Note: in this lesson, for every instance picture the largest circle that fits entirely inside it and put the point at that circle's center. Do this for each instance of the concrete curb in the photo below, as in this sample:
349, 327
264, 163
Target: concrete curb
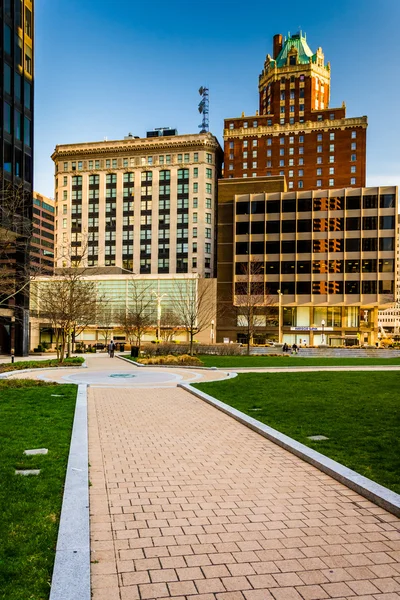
374, 492
71, 573
10, 373
132, 362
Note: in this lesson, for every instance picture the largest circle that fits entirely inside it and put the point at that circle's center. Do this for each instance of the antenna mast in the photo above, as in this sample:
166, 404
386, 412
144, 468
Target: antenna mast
204, 109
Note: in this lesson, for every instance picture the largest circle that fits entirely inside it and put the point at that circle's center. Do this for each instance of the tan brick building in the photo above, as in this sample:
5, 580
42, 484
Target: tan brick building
143, 205
295, 133
43, 232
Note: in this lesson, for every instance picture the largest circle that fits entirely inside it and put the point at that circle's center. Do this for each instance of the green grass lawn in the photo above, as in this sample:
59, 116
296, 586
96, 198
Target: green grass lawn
358, 412
30, 417
288, 361
75, 361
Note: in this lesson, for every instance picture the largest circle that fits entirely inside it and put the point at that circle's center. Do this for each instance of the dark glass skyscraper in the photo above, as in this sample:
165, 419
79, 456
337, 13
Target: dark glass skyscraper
16, 160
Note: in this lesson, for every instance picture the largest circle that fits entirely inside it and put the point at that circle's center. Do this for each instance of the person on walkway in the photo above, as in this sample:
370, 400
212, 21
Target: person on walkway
111, 349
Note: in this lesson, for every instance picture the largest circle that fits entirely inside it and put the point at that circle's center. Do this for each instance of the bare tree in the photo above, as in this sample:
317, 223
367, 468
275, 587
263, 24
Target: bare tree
170, 325
69, 300
105, 320
15, 239
139, 315
195, 303
254, 304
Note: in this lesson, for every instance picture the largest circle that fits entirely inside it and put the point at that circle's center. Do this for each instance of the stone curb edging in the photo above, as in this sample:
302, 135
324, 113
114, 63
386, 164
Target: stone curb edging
71, 573
132, 362
374, 492
9, 373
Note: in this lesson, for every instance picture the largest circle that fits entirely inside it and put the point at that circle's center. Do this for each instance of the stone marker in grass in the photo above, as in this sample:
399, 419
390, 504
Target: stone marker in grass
36, 451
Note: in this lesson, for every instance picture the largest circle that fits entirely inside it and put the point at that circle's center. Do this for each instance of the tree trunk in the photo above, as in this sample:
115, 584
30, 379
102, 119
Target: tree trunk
191, 343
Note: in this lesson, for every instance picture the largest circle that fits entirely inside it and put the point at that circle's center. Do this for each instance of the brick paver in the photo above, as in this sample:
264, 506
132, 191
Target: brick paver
187, 503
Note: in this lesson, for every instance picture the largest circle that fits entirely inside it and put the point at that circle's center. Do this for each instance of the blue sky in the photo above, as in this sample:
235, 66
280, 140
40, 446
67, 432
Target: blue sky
105, 68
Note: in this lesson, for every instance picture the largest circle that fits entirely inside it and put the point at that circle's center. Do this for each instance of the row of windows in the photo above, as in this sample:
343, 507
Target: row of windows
316, 287
286, 267
316, 225
385, 244
258, 207
133, 161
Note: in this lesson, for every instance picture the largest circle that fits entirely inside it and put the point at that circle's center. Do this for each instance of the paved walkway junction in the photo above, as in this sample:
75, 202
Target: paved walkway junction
186, 503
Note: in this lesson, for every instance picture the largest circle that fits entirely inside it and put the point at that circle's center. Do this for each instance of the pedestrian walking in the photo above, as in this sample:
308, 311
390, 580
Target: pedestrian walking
111, 349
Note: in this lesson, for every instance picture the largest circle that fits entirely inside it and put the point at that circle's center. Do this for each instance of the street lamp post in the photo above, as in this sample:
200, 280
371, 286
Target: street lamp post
159, 297
279, 317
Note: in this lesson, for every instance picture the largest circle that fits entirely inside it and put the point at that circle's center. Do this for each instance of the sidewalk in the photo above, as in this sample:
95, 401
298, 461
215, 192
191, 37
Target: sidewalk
188, 503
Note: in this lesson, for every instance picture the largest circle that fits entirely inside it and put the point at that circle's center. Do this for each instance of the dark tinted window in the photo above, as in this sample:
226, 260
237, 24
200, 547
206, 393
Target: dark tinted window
242, 228
288, 267
303, 266
304, 287
353, 202
242, 208
303, 246
369, 265
353, 223
353, 245
273, 226
272, 247
257, 247
370, 223
370, 201
288, 226
272, 267
273, 206
242, 247
257, 226
304, 204
352, 266
370, 244
352, 287
258, 207
369, 287
289, 247
387, 201
386, 244
287, 287
288, 205
304, 225
386, 222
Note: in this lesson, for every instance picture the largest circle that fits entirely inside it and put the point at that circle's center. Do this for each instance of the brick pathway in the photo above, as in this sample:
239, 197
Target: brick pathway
186, 503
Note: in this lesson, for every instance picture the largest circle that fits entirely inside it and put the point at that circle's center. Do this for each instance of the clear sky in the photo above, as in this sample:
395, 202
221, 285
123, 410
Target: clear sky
105, 68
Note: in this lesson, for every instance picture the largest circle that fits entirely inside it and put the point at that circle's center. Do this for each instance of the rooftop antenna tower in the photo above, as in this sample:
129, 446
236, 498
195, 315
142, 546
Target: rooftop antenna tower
204, 109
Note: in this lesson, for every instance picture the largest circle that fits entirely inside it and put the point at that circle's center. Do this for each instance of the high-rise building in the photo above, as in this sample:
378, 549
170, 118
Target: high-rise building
316, 265
43, 231
16, 160
143, 205
295, 133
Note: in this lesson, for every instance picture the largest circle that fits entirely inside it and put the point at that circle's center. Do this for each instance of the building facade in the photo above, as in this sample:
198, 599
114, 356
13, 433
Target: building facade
322, 262
143, 205
389, 318
43, 231
295, 133
16, 162
169, 301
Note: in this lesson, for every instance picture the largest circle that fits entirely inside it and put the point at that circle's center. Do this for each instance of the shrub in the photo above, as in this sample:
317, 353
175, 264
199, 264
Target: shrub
169, 359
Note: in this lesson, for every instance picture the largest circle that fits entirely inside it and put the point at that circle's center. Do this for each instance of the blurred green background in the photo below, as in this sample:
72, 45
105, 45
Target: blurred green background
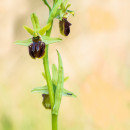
96, 56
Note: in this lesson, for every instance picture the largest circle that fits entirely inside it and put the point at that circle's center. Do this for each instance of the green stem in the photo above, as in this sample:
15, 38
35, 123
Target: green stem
49, 83
48, 76
54, 122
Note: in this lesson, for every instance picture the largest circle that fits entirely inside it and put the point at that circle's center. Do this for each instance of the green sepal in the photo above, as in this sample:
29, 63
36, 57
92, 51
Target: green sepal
35, 22
44, 90
49, 40
60, 84
70, 12
29, 30
54, 74
44, 29
24, 43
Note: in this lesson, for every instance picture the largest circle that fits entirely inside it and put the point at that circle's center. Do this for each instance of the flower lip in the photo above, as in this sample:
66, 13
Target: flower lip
37, 48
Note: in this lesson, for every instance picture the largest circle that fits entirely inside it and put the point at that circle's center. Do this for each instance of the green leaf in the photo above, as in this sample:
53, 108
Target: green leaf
54, 74
44, 29
43, 90
24, 43
29, 30
49, 40
66, 78
60, 84
46, 3
35, 22
68, 93
71, 12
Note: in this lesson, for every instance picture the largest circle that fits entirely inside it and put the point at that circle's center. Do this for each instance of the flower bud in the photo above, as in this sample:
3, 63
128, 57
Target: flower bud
46, 101
37, 48
64, 26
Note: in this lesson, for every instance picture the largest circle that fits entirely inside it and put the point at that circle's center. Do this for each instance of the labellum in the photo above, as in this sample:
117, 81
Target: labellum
46, 101
37, 48
64, 26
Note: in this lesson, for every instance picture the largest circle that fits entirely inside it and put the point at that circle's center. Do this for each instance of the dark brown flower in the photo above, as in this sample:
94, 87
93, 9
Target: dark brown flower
37, 48
64, 26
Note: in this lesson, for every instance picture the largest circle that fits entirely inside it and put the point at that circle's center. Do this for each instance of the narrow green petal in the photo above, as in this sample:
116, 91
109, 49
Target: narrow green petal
44, 29
60, 84
24, 43
29, 30
35, 22
49, 40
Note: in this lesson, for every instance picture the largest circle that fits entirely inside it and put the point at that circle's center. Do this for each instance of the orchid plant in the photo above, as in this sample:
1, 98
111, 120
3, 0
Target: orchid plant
38, 46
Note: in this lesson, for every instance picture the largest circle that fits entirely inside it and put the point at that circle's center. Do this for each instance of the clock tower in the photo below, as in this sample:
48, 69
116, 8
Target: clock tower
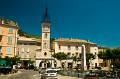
46, 35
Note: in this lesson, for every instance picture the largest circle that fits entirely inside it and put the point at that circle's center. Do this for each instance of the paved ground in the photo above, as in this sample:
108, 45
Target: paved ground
25, 74
30, 74
37, 76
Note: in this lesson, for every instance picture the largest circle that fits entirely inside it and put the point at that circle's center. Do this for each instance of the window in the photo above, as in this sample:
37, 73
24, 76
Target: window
9, 39
45, 45
69, 47
28, 50
45, 53
23, 50
46, 35
0, 31
76, 47
10, 30
80, 55
8, 50
68, 53
76, 53
59, 47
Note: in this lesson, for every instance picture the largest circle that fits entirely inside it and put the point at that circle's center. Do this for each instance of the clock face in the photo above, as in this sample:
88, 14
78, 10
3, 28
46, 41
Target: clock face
45, 29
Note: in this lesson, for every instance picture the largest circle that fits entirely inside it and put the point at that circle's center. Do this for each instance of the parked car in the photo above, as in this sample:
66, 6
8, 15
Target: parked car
91, 75
49, 74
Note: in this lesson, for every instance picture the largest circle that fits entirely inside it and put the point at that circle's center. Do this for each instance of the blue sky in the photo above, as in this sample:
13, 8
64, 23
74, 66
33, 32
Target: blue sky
94, 20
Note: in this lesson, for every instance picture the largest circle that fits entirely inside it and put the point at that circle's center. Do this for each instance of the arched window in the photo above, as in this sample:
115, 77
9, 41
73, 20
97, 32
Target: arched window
46, 35
45, 45
45, 53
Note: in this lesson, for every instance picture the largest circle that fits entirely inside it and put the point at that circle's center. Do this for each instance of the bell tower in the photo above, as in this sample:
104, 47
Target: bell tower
46, 35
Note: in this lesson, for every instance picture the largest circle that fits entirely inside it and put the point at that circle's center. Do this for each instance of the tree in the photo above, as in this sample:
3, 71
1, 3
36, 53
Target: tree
89, 56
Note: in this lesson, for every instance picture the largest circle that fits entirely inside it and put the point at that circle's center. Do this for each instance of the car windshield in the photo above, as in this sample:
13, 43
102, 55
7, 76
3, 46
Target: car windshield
51, 71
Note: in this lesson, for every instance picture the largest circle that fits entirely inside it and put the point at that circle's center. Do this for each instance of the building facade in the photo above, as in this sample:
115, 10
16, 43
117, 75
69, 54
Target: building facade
26, 50
76, 48
8, 37
44, 56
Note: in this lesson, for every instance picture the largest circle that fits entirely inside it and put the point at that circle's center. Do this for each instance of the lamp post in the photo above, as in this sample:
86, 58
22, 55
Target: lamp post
51, 55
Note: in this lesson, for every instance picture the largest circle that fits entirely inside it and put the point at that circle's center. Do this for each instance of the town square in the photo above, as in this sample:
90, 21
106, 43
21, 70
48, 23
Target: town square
57, 39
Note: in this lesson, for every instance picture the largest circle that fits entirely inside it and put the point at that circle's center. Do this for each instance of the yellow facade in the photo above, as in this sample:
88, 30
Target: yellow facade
8, 38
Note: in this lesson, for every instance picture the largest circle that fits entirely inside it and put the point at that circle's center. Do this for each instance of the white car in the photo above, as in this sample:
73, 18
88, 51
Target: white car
49, 74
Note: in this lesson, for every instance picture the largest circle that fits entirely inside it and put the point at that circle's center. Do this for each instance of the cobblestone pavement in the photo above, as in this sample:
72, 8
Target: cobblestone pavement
22, 74
25, 74
37, 76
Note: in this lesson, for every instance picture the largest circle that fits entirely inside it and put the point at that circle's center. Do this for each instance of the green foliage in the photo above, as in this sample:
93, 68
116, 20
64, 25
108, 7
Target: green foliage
60, 56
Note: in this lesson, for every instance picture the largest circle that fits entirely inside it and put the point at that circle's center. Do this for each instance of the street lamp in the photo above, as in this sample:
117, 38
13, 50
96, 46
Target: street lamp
51, 55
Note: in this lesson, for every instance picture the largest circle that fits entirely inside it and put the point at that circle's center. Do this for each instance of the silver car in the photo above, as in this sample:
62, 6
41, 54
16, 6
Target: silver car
49, 74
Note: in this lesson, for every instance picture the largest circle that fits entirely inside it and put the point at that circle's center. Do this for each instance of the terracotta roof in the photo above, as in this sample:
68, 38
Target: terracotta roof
70, 40
8, 22
22, 38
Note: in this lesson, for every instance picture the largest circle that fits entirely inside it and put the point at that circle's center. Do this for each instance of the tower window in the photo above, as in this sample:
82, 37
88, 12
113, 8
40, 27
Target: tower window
10, 30
59, 47
76, 47
69, 47
46, 35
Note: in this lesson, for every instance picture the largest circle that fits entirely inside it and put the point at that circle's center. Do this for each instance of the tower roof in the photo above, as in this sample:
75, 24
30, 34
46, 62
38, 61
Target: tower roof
46, 18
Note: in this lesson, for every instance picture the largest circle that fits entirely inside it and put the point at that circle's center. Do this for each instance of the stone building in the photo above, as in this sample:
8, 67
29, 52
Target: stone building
26, 49
8, 37
74, 47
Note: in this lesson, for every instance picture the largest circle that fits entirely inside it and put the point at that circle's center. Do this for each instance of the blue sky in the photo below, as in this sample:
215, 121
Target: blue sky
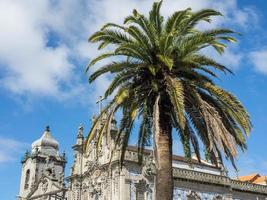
──────────
▶ **What this task involves**
Filter the preceding entries down to the lines with "below".

▶ **Exercise result**
Note: in this lesson, for every instance picture the largest circle that fits entirely inside it and put the point at that circle's center. Do this for each instance of the concrete curb in the photo below, as in this sample:
Note: in this lesson, for every instance picture the largest circle that fits entirely inside it and put the point at that circle's center. Do this for each instance of the blurred green background in the photo below, as in this sample:
Note: in this lesson, for every instance picture the largest circle that fits entirely inside it and put the point at that circle's center. Do this for each instance of the clock tower in the photo below, as in this sample:
Note: in this lesson, for every instance picture the largest circle that fits entirely inside it and put the point at that circle's center. Do this for each instance of the blue sky in the photo below, as in this sample:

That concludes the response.